The functional you are maximizing is weird: it lacks homogeneity. So the first thing to look at is what happens when $f$ is multiplied by a positive constant $\lambda $. Write $$A=\|f\|_{L^p[0,1]},\quad B = \int_0^1 (f'(t))^2\,dt$$
For $\lambda f$, the functional is $\lambda A-\lambda^2 B$. This is maximized when $\lambda=A/(2B)$, the maximum being $A^2/(2B)$.
Conclusion: maximizers of your functional are appropriately scaled maximizers of the functional
$$\Psi(f)=\frac{\|f\|_{L^p[0,1]}^2}{\int_0^1 (f'(t))^2\,dt} $$
You say that $p$ can be chosen... looking at $\Psi$, I want $p=2$. Then the matter is essentially reduced to a form of Wirtinger's inequality. Indeed, extend $f$ to the interval $[0,2]$ by $f(x)=f(2-x)$ for $1< x\le 2$. The extended function is absolutely continuous and vanishes at both endpoints of $[0,2]$. Wirtinger's inequality (second form) yields
$$\int_0^2 f^2 \le \frac{4}{\pi^2} \int_0^2 (f')^2$$
with equality only for multiples of $\sin (\pi x/2)$
By symmetry of our $f$, we have
$$\int_0^1 f^2 \le \frac{4}{\pi^2} \int_0^1 (f')^2$$
Returning to the original functional, conclude: with $p=2$, your functional has maximum $2/\pi^2$, attained only by $$f(x)=\pm \frac{2}{\pi^2} \sin \frac{\pi x}{2}$$
* * * * * * * * *
▶ [What is asked]: In the passage on maximizing the functional, list every formula set off between double dollar signs, in the order they appear.

▶ [Dataset section]:
* * * * * * * * *
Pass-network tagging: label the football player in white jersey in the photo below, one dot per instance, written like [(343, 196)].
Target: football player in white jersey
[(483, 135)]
* * * * * * * * *
▶ [Full solution]:
1. $$A=\|f\|_{L^p[0,1]},\quad B = \int_0^1 (f'(t))^2\,dt$$
2. $$\Psi(f)=\frac{\|f\|_{L^p[0,1]}^2}{\int_0^1 (f'(t))^2\,dt} $$
3. $$\int_0^2 f^2 \le \frac{4}{\pi^2} \int_0^2 (f')^2$$
4. $$\int_0^1 f^2 \le \frac{4}{\pi^2} \int_0^1 (f')^2$$
5. $$f(x)=\pm \frac{2}{\pi^2} \sin \frac{\pi x}{2}$$